- [Material for this exercise]
===
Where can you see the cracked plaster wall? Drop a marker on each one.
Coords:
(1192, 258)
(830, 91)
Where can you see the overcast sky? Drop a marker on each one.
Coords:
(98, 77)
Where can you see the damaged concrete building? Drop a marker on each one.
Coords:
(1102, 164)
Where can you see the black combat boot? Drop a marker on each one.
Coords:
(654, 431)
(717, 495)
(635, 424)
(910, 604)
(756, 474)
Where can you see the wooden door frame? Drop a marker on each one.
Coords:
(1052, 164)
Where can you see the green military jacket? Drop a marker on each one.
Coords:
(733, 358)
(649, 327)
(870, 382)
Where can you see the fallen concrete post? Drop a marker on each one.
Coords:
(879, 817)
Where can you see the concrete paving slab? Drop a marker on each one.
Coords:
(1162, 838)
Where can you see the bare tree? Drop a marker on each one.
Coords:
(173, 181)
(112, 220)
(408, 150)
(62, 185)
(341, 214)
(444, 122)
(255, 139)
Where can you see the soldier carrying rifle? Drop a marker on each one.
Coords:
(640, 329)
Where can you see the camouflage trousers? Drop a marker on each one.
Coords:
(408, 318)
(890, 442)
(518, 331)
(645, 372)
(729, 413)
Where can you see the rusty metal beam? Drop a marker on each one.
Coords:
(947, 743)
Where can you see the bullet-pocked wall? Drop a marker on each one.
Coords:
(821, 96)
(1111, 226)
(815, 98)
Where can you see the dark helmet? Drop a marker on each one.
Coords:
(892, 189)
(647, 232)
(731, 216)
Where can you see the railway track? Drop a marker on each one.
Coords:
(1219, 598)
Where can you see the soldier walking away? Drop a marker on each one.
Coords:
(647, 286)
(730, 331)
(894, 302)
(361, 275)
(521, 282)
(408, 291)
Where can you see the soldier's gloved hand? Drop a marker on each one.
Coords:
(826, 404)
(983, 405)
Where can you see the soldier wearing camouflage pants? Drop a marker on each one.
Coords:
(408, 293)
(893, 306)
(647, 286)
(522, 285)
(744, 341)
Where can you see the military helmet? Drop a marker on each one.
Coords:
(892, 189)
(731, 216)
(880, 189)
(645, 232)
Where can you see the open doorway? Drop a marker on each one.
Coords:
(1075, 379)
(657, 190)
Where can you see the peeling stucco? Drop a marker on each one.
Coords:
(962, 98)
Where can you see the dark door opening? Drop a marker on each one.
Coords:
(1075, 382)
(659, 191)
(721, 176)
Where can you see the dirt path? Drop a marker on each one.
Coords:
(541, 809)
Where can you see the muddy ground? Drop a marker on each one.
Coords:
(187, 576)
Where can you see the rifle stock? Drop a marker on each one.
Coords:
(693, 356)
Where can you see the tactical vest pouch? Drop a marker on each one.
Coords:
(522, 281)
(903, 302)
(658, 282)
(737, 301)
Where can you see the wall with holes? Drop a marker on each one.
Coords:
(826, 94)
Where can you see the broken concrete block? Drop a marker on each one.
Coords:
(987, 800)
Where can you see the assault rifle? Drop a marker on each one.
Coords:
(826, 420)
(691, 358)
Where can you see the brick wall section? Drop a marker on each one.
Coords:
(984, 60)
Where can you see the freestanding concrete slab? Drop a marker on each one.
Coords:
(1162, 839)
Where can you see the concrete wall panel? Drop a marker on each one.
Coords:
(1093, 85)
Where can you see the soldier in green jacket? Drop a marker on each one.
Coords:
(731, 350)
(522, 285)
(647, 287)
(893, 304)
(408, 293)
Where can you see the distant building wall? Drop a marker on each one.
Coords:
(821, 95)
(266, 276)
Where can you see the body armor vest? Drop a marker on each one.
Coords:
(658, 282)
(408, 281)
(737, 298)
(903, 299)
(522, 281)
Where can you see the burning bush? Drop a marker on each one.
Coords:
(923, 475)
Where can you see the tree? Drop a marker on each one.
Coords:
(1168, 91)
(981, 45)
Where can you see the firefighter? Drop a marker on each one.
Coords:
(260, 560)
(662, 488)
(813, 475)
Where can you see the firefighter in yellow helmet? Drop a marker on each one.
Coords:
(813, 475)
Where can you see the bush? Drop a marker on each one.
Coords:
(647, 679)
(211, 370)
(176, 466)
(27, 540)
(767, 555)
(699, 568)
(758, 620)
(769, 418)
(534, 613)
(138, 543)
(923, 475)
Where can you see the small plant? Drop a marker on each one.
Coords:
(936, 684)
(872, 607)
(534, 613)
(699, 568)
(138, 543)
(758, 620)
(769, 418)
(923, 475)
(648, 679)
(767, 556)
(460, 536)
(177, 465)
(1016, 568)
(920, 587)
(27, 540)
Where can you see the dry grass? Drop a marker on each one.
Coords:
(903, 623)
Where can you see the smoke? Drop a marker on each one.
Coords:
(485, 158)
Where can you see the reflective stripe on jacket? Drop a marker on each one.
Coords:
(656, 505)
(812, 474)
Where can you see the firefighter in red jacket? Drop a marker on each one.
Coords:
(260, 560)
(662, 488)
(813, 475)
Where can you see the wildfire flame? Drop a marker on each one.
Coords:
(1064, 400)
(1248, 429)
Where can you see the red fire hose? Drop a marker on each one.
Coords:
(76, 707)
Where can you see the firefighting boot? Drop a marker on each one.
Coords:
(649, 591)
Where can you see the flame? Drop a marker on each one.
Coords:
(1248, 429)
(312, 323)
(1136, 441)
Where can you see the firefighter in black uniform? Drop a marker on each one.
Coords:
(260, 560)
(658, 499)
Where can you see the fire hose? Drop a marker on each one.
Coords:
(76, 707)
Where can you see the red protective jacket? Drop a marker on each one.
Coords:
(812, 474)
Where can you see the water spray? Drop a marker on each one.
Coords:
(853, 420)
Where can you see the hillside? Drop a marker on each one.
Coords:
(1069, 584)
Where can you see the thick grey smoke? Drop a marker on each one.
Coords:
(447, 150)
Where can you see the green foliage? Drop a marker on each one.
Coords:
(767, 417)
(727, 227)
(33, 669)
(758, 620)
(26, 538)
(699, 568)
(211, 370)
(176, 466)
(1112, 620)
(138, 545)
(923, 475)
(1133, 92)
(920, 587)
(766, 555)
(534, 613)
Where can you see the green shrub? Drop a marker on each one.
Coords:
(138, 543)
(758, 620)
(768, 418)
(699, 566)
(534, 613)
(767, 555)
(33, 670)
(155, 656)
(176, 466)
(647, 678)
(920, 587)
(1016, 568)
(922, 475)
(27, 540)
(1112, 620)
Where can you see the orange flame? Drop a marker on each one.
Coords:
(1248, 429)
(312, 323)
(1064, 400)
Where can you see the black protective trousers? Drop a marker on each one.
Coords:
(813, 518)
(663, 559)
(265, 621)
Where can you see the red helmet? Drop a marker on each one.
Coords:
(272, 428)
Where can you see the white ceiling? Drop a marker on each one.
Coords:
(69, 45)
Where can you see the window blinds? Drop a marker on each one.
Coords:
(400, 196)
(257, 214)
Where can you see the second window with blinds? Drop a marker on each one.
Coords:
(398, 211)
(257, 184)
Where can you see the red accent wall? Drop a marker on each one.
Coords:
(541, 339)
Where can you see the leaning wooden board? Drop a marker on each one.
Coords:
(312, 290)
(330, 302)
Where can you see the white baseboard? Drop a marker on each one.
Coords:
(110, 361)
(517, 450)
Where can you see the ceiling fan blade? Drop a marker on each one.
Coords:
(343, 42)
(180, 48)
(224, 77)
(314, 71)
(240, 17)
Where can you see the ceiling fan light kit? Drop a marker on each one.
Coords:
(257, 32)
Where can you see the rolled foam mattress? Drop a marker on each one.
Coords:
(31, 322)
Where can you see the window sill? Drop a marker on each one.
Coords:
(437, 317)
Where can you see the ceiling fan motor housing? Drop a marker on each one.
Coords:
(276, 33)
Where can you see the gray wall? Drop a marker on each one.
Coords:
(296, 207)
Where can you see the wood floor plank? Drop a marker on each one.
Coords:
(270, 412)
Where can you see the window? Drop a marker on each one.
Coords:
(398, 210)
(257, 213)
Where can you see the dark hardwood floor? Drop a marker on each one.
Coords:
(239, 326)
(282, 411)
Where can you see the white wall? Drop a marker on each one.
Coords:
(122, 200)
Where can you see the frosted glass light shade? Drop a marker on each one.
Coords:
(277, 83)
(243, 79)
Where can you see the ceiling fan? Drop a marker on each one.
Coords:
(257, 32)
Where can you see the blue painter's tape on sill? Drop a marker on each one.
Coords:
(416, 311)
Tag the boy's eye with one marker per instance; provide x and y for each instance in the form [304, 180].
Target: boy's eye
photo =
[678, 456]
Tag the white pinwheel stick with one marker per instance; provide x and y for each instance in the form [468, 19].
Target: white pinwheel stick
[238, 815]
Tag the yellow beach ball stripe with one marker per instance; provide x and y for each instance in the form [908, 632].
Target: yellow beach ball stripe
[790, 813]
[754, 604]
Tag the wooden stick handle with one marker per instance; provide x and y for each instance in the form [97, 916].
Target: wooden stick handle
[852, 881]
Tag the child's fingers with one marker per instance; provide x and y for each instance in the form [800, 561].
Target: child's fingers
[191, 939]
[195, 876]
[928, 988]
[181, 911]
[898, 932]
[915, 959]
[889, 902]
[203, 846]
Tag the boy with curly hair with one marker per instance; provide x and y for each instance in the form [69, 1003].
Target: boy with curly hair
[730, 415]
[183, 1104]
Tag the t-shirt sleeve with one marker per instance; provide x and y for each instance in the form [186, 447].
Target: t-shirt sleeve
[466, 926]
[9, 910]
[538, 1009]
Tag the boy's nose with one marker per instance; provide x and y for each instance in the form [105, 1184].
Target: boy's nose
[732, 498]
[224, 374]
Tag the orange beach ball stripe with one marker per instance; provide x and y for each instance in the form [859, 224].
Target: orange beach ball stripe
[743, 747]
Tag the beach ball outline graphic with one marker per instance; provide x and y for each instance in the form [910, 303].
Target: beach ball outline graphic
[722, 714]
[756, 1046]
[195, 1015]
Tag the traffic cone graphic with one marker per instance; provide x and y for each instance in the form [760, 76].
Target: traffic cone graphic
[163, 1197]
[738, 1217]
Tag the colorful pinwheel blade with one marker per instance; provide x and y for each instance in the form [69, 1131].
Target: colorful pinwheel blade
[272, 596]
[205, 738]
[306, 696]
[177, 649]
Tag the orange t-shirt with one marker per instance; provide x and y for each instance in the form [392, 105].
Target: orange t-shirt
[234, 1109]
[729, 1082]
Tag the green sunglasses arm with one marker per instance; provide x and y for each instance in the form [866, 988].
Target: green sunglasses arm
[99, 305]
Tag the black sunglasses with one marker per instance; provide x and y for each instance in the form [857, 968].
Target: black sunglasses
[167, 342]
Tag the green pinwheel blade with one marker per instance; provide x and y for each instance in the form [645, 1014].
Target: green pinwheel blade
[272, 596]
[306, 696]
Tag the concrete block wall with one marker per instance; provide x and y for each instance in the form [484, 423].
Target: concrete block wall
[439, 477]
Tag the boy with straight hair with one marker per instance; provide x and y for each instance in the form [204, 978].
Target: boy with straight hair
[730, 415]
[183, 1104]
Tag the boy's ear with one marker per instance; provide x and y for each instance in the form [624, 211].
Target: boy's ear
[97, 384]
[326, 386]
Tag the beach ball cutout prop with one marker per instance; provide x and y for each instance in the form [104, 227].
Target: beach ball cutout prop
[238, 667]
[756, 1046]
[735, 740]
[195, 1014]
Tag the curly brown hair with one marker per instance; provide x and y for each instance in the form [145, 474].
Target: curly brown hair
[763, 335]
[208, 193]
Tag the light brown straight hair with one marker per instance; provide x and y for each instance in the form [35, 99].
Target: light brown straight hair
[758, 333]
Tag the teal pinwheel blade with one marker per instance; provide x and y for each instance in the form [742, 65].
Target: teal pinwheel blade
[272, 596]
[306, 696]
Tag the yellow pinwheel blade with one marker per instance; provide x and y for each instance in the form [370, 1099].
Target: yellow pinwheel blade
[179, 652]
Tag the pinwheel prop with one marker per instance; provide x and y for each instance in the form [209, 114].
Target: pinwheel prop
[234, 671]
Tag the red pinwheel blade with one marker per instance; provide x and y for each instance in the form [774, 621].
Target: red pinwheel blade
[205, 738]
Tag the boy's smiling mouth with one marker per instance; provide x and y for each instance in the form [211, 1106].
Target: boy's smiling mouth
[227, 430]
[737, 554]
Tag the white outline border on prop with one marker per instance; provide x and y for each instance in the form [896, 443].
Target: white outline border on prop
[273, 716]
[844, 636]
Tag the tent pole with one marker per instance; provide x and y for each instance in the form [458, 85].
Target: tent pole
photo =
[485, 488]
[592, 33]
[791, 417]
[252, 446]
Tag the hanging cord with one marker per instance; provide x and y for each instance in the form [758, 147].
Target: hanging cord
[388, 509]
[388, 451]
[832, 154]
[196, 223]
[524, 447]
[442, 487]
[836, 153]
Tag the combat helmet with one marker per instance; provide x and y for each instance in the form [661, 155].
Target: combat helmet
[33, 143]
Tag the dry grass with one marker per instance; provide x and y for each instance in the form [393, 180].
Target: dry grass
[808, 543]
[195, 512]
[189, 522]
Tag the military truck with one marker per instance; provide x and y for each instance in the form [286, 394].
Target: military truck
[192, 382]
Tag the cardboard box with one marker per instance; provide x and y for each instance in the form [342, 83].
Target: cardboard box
===
- [Problem statement] Copy the lines above word for word, starting at the line containing "Where can you see the wall" and ending at the line containing "(1162, 839)".

- [Reply]
Where can you see the wall with holes? Drop a marker on each one.
Coords:
(826, 94)
Where can you see the broken concrete block? Drop a marker on each one.
Coords:
(987, 800)
Where can you see the assault rifle? Drop a marker on each one.
Coords:
(826, 420)
(691, 358)
Where can you see the brick wall section? Drop a marker on each one.
Coords:
(984, 60)
Where can you see the freestanding concrete slab? Drop a marker on each one.
Coords:
(1162, 839)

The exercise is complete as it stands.